Exercise 1:
From the article on seeing your car everywhere, list every anatomical structure it names, not counting the brain as a whole.
Exercise 2:
Copy the stretch of the car article from "The idea behind" through "a water reward." word for word.

Document passage:
^^^^^^^^^^^^^^^^
Why do you see your car everywhere after buying it?

Repeated rewarding objects are processed in the visual cortex with greater weight.

By Fred Schwaller

There is a concept in psychology called the Baader-Meinhof phenomenon, also known as the frequency illusion, where once you purchase a new car you start seeing it everywhere. The idea is that there is an attentional ‘awakening’ to the object that now holds value to you.

A new study suggests that this attentional awakening occurs early in the visual processing stream in the primary visual cortex (V1), an area of the brain that receives sensory input from the optic nerve via the thalamus. The study, published in Current Biology in April 2020, found that neuronal representation of a repeated visual stimulus is enhanced in V1, but only when it is associated with a reward.

The idea behind the study came from research showing that when sensory information comes into the brain, it is not a simple real-time representation of the sensory environment. Instead, information is modified by previous experiences so that important visual stimuli are prioritized in the visual cortex to become more salient.

The authors began by investigating how repeatedly showing the same visual stimulus to a mouse affected its neuronal representation in V1. To do this, they presented mice with the same stimulus over consecutive days in a virtual reality environment using the Phenosys Virtual Reality system, and trained the mice to link the stimulus with a water reward.
^^^^^^^^^^^^^^^^
Data records:
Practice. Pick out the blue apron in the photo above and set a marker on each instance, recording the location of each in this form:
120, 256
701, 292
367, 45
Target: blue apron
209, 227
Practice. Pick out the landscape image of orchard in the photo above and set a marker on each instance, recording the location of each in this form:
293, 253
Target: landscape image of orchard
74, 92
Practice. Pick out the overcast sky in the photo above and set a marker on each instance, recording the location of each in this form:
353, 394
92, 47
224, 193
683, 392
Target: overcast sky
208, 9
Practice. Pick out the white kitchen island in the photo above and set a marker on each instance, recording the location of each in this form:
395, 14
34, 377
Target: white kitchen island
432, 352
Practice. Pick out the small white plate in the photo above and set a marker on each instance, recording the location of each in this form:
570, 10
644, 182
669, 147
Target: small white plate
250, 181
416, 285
^^^^^^^^^^^^^^^^
Expected output 1:
visual cortex; primary visual cortex (V1); optic nerve; thalamus

Expected output 2:
The idea behind the study came from research showing that when sensory information comes into the brain, it is not a simple real-time representation of the sensory environment. Instead, information is modified by previous experiences so that important visual stimuli are prioritized in the visual cortex to become more salient.

The authors began by investigating how repeatedly showing the same visual stimulus to a mouse affected its neuronal representation in V1. To do this, they presented mice with the same stimulus over consecutive days in a virtual reality environment using the Phenosys Virtual Reality system, and trained the mice to link the stimulus with a water reward.